(Task brief): Replace "Exercise" with "Task" in the records from the line with "Exercise. Point out the built-in" to the line with "point(527, 134)", and give back only those lines with everything else left as it is.

(Data listing):
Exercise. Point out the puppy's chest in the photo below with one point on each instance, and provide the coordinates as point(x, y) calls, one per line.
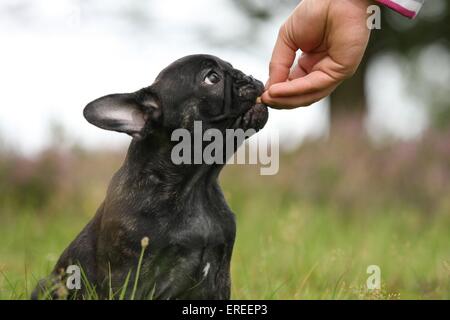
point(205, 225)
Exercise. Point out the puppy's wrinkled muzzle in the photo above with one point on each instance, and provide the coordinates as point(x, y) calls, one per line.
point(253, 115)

---

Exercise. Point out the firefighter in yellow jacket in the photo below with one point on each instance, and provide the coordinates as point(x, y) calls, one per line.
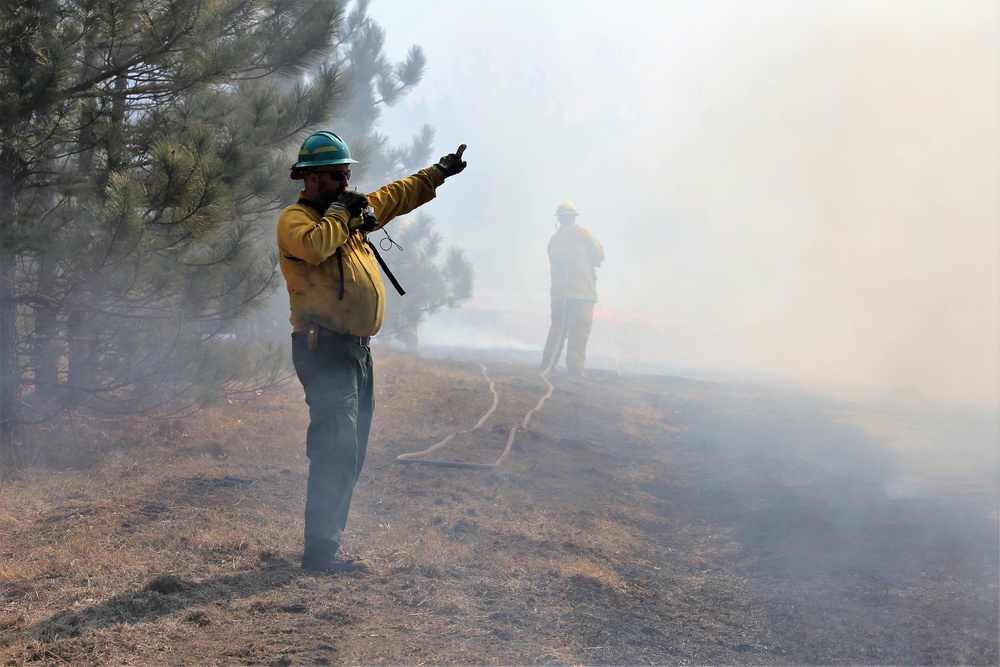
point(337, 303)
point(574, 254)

==

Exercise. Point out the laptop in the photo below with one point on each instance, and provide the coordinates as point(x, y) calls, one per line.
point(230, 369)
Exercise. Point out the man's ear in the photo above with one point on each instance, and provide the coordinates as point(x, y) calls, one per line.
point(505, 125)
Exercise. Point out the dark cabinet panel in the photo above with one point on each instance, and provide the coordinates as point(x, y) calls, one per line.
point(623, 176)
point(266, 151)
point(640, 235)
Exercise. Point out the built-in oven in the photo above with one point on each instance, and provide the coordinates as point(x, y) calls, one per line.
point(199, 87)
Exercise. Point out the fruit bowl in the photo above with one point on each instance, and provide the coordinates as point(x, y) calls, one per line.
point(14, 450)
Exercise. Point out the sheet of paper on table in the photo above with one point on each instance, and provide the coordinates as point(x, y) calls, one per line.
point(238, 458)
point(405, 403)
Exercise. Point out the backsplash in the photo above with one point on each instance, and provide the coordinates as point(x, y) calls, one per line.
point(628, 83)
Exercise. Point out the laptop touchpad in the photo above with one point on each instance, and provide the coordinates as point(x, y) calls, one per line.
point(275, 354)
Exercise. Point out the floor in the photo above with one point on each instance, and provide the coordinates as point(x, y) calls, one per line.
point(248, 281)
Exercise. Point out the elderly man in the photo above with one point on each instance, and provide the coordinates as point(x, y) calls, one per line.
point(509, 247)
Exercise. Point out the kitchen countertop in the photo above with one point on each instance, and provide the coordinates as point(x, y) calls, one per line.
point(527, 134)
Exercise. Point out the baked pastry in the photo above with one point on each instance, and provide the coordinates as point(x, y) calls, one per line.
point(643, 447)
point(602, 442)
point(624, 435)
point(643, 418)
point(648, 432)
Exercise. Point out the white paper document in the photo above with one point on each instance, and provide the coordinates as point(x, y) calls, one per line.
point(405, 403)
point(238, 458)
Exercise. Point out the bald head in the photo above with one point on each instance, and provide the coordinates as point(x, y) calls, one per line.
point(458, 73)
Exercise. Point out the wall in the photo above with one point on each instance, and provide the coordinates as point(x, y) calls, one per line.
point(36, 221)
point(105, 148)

(Solution to this problem):
Task. Point out the built-in oven in the photo above with one point on each instance, and provide the coordinates as point(x, y) calls, one per line.
point(199, 87)
Task. Point out the fruit bowl in the photo above with one point on each instance, and provide the coordinates as point(x, y) calls, one per line.
point(14, 450)
Task. Point out the sheet of paper on table in the photo above with one point on each instance, and provide the coordinates as point(x, y) calls, one per line.
point(238, 458)
point(405, 403)
Task. Point out the backsplash in the photo above with one point on each instance, and provide the coordinates as point(x, y) calls, one per line.
point(628, 83)
Task. Point out the laptop touchpad in the photo above with one point on each instance, and provide the coordinates as point(x, y) calls, one per line.
point(275, 354)
Task. Point out the floor in the photo above with one point on each instance, and provide the coordinates as point(x, y) calls, one per line.
point(248, 281)
Task. Point out the elderly man in the photo above with one point on each instance, and provide the coordinates as point(x, y) calls, one per line.
point(509, 247)
Task. Point out the kitchen countertop in the photo above with one point on each instance, and provide the coordinates as point(x, y) calls, one per line.
point(527, 134)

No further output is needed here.